━━━ Listed records

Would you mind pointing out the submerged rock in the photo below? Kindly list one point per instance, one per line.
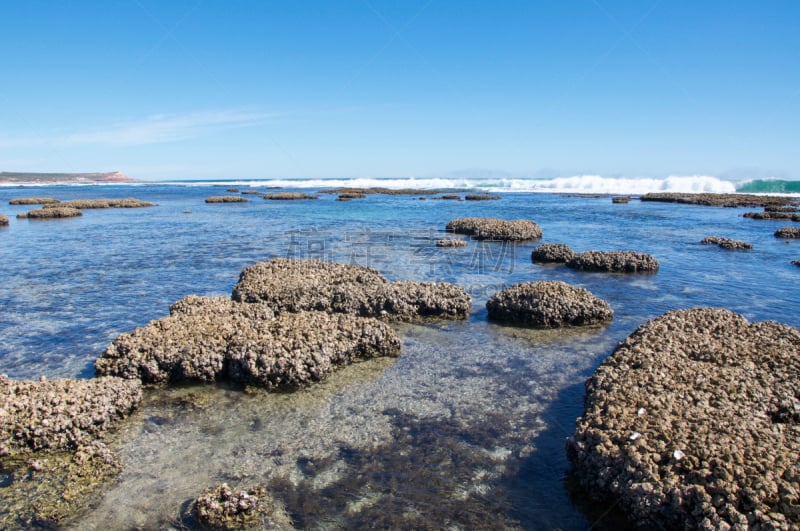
(552, 253)
(788, 232)
(496, 229)
(693, 423)
(301, 285)
(548, 304)
(249, 509)
(51, 213)
(61, 414)
(211, 339)
(614, 262)
(726, 243)
(34, 201)
(227, 199)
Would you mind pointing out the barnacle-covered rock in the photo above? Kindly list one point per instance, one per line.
(548, 304)
(693, 423)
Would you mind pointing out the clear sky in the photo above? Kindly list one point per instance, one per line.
(376, 88)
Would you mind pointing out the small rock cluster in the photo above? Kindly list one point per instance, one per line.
(250, 509)
(693, 423)
(226, 199)
(208, 339)
(451, 242)
(726, 243)
(303, 285)
(552, 253)
(61, 414)
(614, 262)
(496, 229)
(788, 232)
(548, 304)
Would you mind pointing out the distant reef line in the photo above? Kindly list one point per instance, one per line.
(7, 177)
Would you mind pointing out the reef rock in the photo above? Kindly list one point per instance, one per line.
(496, 229)
(61, 414)
(548, 304)
(788, 232)
(224, 508)
(552, 253)
(301, 285)
(214, 338)
(51, 213)
(726, 243)
(614, 262)
(692, 423)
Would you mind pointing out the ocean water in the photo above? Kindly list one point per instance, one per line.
(465, 429)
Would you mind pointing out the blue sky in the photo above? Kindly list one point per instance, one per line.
(378, 88)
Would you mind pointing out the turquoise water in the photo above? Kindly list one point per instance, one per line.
(466, 428)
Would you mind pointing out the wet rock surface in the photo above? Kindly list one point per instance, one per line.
(61, 414)
(548, 304)
(614, 262)
(722, 200)
(496, 229)
(211, 339)
(244, 508)
(726, 243)
(55, 212)
(552, 253)
(227, 199)
(788, 232)
(693, 422)
(302, 285)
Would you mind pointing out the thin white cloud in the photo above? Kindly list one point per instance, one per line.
(161, 128)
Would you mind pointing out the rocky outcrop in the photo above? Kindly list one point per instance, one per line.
(451, 242)
(614, 262)
(722, 200)
(481, 197)
(548, 304)
(726, 243)
(288, 196)
(61, 415)
(34, 201)
(496, 229)
(788, 232)
(552, 253)
(226, 199)
(303, 285)
(215, 338)
(51, 213)
(223, 508)
(692, 423)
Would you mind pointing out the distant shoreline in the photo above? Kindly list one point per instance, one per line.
(54, 178)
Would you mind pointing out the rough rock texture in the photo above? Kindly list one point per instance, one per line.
(226, 199)
(726, 243)
(224, 508)
(548, 304)
(299, 285)
(214, 338)
(552, 252)
(34, 201)
(481, 197)
(51, 213)
(496, 229)
(788, 232)
(724, 200)
(614, 262)
(694, 423)
(451, 242)
(288, 196)
(61, 414)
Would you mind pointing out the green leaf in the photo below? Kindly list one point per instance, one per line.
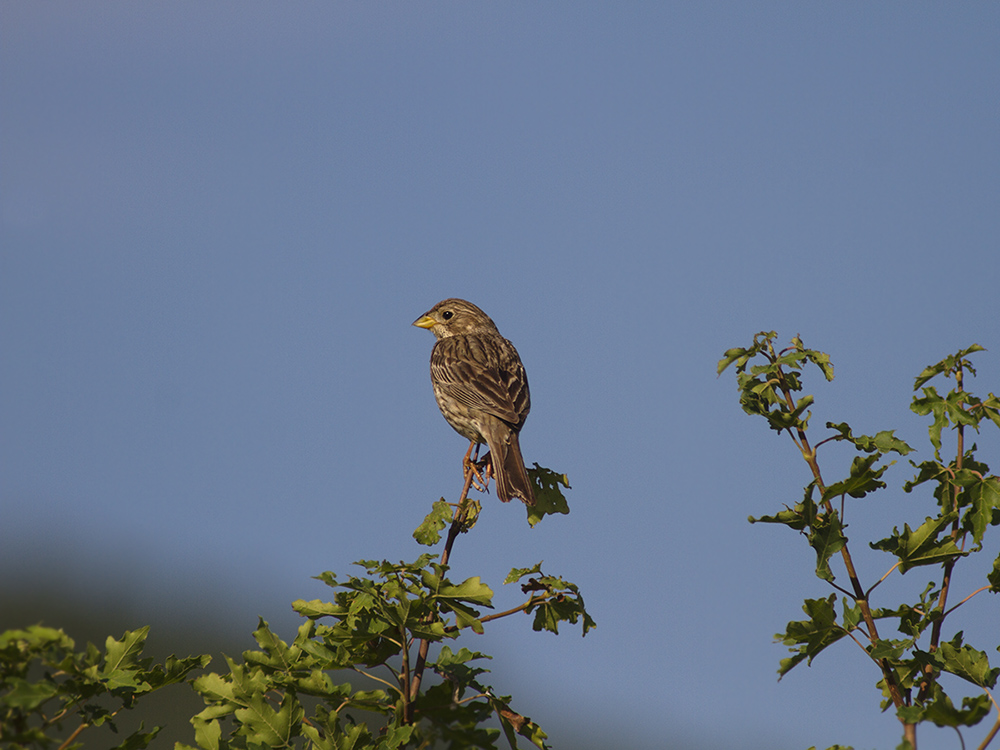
(983, 497)
(948, 365)
(883, 442)
(26, 695)
(921, 546)
(549, 499)
(966, 662)
(940, 710)
(807, 638)
(827, 538)
(994, 576)
(863, 479)
(470, 590)
(428, 533)
(264, 724)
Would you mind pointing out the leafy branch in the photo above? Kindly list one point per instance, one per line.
(967, 500)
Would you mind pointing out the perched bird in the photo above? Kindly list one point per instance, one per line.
(481, 388)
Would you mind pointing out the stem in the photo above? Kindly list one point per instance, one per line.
(859, 594)
(457, 524)
(949, 566)
(76, 732)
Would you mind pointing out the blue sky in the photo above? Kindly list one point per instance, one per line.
(218, 223)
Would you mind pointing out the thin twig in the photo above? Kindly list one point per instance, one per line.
(887, 574)
(457, 523)
(984, 588)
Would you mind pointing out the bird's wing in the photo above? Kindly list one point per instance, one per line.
(483, 372)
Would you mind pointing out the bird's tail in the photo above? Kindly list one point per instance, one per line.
(508, 466)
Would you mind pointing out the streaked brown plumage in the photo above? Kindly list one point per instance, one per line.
(481, 388)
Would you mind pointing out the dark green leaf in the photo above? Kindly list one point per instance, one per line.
(549, 499)
(428, 533)
(921, 546)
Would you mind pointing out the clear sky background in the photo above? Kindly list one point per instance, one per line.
(219, 221)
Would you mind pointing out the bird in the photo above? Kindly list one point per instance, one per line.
(481, 388)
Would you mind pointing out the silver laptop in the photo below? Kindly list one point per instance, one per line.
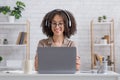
(56, 60)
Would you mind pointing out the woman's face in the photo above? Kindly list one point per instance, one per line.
(57, 25)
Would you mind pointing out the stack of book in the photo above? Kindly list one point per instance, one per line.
(22, 38)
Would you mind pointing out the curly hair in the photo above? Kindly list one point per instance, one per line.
(70, 28)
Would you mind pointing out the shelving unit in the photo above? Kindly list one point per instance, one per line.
(98, 31)
(13, 51)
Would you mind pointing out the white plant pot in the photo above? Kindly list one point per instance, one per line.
(27, 66)
(11, 19)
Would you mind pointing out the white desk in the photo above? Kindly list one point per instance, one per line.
(78, 76)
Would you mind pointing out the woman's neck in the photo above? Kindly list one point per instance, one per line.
(58, 40)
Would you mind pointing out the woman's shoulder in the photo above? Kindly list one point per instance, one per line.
(43, 42)
(70, 43)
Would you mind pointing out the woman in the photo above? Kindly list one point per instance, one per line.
(58, 25)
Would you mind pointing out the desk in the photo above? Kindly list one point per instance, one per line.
(78, 76)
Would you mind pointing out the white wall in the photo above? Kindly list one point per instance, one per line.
(83, 10)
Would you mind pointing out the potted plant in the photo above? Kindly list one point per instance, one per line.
(104, 18)
(4, 9)
(1, 58)
(14, 13)
(99, 19)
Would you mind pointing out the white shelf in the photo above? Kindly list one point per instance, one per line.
(16, 23)
(103, 44)
(12, 45)
(102, 23)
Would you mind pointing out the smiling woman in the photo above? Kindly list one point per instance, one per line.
(58, 25)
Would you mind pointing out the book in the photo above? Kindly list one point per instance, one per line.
(22, 38)
(18, 39)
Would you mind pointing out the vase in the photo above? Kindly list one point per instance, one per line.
(11, 19)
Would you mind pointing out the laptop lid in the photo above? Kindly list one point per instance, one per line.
(56, 60)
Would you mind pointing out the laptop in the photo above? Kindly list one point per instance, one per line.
(56, 60)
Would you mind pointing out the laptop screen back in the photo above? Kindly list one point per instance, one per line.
(56, 60)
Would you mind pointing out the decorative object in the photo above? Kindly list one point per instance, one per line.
(102, 18)
(99, 19)
(1, 58)
(16, 11)
(5, 41)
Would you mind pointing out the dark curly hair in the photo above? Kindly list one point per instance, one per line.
(69, 30)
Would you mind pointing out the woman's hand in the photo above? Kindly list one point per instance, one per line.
(77, 63)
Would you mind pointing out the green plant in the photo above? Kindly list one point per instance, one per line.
(1, 58)
(99, 19)
(16, 11)
(104, 17)
(4, 9)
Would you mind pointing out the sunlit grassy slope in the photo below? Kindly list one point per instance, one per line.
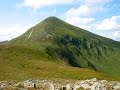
(49, 49)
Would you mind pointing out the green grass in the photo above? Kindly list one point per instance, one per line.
(55, 46)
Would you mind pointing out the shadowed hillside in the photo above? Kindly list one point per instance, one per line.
(56, 41)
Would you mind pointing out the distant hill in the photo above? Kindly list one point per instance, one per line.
(54, 40)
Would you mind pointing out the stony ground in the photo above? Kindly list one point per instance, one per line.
(92, 84)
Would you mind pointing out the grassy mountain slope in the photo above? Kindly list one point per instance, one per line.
(56, 42)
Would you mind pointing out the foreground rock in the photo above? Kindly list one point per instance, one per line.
(92, 84)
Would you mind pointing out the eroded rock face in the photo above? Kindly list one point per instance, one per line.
(92, 84)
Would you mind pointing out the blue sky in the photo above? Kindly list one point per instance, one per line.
(98, 16)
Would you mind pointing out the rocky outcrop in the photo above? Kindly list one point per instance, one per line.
(92, 84)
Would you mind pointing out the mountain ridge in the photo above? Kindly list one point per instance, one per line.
(54, 40)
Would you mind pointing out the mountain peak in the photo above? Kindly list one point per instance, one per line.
(52, 18)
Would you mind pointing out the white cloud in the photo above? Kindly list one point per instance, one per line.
(35, 4)
(81, 22)
(8, 33)
(80, 11)
(109, 24)
(88, 7)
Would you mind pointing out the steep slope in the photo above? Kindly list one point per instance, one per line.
(57, 41)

━━━━━━

◆ **What the exercise asks**: Arrange the entries in the stretch from the line containing "Would you mind pointing out the eroded" through the end of the entries as a two-column CSV with the columns instruction and coordinates. Give one row per entry, put each field in quotation marks, and replace line breaks within a field with spaces.

◆ **Exercise response**:
instruction,coordinates
"Would you mind pointing out the eroded rock face in the photo above? Kindly list one point per instance, one per line.","(92, 84)"
"Would you mind pointing out the blue sky in the photo above? Kindly list one point per instance, one per line.","(98, 16)"
"Would you mind pointing out the rocky outcrop in the photo above? Kindly list one point per instance, one per line.","(92, 84)"
"Would you mind pointing out the mountain ridge in the photo above? Kindly list one point per instance, one per line.","(54, 40)"
"Would you mind pointing out the mountain peak in the photo above? Kindly list one point per instance, one per line.","(52, 18)"
"Would you mind pointing out the white cloud in the photo above? Kindly list one point per instance, one per line.","(35, 4) (81, 22) (8, 33) (80, 11) (109, 24) (88, 7)"
"Would you mind pointing out the steep slope in the photo above? Kindly list one point per instance, one per line.","(57, 41)"